------ 原文節錄

It also ensures that any explicit preceding data or unified cache maintenance operations have completed before any subsequent data accesses are executed

以上節錄自 Arm 官方文件

避免 dmb 之後的 instruction 被 reordering
completed 的意思就是 instruction 的 pipeline 已經執行到 write back

這個範例來自於 Professor Peter Sewell
(劍橋大學 Computer Laboratory)

ARM SB+dmbs
"DMBdWR Fre DMBdWR Fre"
Cycle=Fre DMBdWR Fre DMBdWR
{
%x0=x; %y0=y;
%y1=y; %x1=x;
}
 P0            | P1            ;
 MOV R0, #1    | MOV R0, #1    ;
 STR R0, [%x0] | STR R0, [%y1] ;
 DMB           | DMB           ;
 LDR R1, [%y0] | LDR R1, [%x1] ;
exists
(0:R1=0 /\ 1:R1=0)

[SB+dmbs]

我們將分別用 litmus7、armmem 來對 SB+dmbs 作實驗。

litmus 是由 INRIA (法國國家資訊與自動化研究所) 開發的一套可檢驗 memory model 的工具。
linux kernel 使用 litmus 檢驗不同的 memory-ordering model

litmus7 實驗結果

 #START _litmus_P1
	mov x8,#1
	str x8,[x2]
	dmb sy
	ldr x4,[x0]
#START _litmus_P0
	mov x8,#1
	str x8,[x0]
	dmb sy
	ldr x4,[x2]
 
Test SB+dmbs Allowed
Histogram (4 states)
2     *>0:R1=0; 1:R1=0;
490580:>0:R1=1; 1:R1=0;
481247:>0:R1=0; 1:R1=1;
28171 :>0:R1=1; 1:R1=1;
Ok
 
Witnesses
Positive: 2, Negative: 999998
Condition exists (0:R1=0 /\ 1:R1=0) is validated

從第 14 行我們看到 0:R1=0; 1:R1=0，原因之後會說明
dmb 之後的 instruction 沒有被 reordering

ppcmem/armmem 是由 INRIA 和劍橋大學共同開發的一套檢驗 memory model 的工具，以 web 為介面。

------------
------ 所給資料

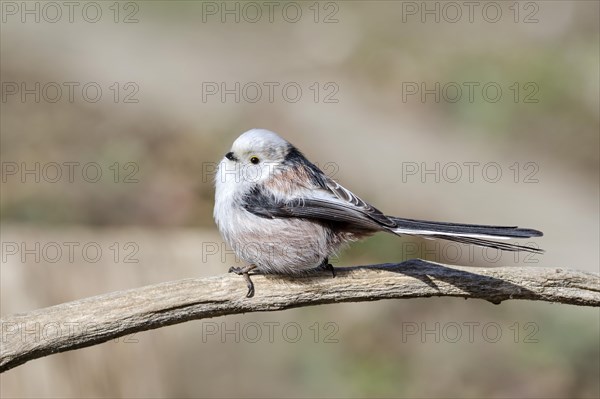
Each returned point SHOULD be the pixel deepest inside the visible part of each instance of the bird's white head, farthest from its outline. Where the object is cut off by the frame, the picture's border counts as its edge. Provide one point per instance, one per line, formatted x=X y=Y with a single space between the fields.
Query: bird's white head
x=253 y=158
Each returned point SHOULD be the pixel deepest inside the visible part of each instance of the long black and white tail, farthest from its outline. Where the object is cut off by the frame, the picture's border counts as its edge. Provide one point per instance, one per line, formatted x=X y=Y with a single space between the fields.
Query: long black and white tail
x=474 y=234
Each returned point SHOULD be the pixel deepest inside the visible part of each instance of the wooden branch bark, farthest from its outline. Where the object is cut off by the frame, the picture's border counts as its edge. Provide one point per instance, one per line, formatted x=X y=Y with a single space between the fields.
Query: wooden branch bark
x=94 y=320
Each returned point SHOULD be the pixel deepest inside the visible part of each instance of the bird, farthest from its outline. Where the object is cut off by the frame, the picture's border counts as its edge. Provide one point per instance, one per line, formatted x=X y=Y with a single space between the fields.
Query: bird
x=282 y=215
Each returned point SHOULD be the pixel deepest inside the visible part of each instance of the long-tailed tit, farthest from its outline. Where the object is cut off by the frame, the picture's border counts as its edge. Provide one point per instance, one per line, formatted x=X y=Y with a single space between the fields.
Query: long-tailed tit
x=282 y=215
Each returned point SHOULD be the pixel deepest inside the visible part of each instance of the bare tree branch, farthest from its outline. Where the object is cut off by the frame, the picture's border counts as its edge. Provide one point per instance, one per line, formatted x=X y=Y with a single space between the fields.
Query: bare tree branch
x=90 y=321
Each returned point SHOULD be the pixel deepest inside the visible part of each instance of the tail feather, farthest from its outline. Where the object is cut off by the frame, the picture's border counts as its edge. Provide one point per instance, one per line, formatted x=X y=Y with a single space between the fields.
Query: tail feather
x=474 y=234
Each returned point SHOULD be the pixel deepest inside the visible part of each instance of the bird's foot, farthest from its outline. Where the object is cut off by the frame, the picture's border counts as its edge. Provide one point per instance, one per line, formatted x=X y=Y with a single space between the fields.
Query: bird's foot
x=327 y=266
x=243 y=271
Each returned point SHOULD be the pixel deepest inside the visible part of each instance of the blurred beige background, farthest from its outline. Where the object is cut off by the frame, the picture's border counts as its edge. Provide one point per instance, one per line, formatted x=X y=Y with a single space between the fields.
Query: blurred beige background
x=157 y=129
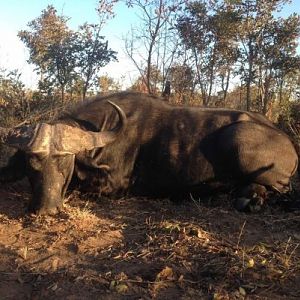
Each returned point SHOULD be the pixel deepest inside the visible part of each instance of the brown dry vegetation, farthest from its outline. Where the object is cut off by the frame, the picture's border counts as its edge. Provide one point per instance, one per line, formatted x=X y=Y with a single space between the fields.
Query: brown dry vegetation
x=136 y=248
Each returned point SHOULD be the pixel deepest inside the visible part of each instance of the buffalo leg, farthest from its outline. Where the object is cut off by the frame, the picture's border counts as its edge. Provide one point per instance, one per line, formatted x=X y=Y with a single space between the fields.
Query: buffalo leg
x=15 y=169
x=250 y=197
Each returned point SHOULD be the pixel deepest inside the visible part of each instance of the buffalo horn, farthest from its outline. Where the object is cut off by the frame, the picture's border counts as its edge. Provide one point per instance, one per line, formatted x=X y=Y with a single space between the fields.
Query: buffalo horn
x=60 y=137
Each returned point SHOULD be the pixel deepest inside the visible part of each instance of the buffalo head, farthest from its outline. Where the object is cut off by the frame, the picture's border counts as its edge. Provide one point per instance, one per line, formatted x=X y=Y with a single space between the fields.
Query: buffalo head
x=50 y=151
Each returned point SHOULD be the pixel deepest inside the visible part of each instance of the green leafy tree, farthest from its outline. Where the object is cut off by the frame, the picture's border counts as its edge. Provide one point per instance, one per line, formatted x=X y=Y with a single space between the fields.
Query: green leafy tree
x=153 y=43
x=51 y=46
x=207 y=30
x=92 y=54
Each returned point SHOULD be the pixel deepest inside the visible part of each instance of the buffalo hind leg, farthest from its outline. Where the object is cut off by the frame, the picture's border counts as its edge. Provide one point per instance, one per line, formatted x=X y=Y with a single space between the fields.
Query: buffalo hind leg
x=250 y=198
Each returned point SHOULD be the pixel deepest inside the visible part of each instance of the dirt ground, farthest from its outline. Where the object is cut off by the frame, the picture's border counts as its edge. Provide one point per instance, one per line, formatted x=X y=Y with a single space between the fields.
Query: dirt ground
x=137 y=248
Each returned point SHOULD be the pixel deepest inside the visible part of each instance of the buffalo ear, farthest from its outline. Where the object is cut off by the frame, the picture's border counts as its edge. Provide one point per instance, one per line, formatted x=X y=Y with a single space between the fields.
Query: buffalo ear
x=61 y=137
x=20 y=137
x=74 y=140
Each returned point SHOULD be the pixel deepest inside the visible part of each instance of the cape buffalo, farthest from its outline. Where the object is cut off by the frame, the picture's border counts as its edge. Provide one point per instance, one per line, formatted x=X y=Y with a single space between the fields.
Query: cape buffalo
x=136 y=143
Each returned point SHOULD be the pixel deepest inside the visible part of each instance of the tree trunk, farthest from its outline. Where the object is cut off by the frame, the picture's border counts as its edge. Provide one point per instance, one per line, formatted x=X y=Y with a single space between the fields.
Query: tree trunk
x=249 y=79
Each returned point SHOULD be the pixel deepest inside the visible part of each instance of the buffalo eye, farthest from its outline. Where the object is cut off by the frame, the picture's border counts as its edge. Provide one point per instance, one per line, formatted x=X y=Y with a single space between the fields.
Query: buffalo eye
x=35 y=162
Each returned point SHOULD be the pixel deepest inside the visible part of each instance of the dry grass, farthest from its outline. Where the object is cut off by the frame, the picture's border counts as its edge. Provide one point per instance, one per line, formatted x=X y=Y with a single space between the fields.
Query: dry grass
x=139 y=248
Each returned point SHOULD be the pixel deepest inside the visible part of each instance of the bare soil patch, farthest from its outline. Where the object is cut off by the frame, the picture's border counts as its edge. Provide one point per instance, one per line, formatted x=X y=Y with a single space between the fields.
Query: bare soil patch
x=137 y=248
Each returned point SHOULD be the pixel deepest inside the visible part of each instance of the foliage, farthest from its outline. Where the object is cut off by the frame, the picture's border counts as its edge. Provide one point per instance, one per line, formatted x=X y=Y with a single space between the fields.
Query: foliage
x=93 y=53
x=153 y=43
x=14 y=99
x=62 y=55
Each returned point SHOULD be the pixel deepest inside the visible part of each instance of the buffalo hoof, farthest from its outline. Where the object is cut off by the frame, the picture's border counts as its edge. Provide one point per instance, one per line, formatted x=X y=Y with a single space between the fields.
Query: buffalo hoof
x=44 y=210
x=243 y=204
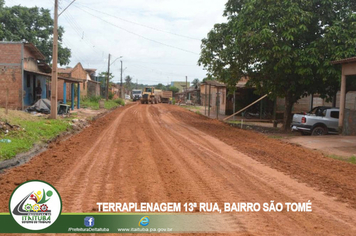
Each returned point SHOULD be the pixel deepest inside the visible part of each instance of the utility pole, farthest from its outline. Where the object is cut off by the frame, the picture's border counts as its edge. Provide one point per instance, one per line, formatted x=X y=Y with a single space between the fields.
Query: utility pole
x=107 y=80
x=54 y=64
x=186 y=88
x=121 y=88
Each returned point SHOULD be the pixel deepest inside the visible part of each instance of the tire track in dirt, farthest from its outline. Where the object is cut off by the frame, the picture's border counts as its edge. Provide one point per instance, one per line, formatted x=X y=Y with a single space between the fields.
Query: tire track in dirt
x=84 y=180
x=162 y=153
x=269 y=186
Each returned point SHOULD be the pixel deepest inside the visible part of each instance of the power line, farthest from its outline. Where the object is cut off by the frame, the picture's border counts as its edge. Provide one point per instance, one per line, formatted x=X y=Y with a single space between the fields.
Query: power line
x=149 y=27
x=152 y=40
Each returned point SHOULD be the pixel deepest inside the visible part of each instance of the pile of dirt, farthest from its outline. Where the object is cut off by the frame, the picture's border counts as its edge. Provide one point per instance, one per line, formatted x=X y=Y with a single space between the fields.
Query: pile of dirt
x=79 y=124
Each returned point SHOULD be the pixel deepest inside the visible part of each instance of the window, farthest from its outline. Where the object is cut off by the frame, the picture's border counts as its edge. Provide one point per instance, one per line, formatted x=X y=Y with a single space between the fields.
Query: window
x=334 y=114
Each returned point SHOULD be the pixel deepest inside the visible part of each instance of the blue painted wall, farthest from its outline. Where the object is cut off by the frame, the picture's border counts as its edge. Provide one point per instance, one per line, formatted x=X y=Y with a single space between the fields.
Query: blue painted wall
x=29 y=90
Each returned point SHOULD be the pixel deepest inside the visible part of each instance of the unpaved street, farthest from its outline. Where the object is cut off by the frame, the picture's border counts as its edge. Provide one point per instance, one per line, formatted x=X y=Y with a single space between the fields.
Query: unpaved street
x=163 y=153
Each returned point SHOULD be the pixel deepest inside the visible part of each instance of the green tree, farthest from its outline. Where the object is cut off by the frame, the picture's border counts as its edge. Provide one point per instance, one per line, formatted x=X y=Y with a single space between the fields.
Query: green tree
x=285 y=47
x=33 y=25
x=173 y=89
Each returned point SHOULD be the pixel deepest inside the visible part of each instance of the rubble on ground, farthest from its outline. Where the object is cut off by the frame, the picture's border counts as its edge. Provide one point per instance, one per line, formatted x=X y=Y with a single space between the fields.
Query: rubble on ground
x=6 y=127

------------

任務目標:
請根據原文節錄回答：
(a) SB+dmbs 這個範例來自哪一位教授？
(b) litmus 是由哪個機構開發的？
(c) litmus7 實驗結果中，Witnesses 的 Positive 與 Negative 各是多少？

本題答案:
(a) Professor Peter Sewell（劍橋大學 Computer Laboratory）。
(b) INRIA（法國國家資訊與自動化研究所）。
(c) Positive 為 2，Negative 為 999998。